* **TASK BRIEF**:
Every line of the data must be copied exactly.

* **SUPPLIED DATA**:
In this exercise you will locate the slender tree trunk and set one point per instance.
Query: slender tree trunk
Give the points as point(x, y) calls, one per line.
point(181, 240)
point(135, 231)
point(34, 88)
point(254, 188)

* **ANSWER TO THE TASK**:
In this exercise you will locate the slender tree trunk and set one point per instance.
Query: slender tree trunk
Give the points as point(x, y) calls, one per line.
point(181, 240)
point(135, 231)
point(34, 88)
point(254, 188)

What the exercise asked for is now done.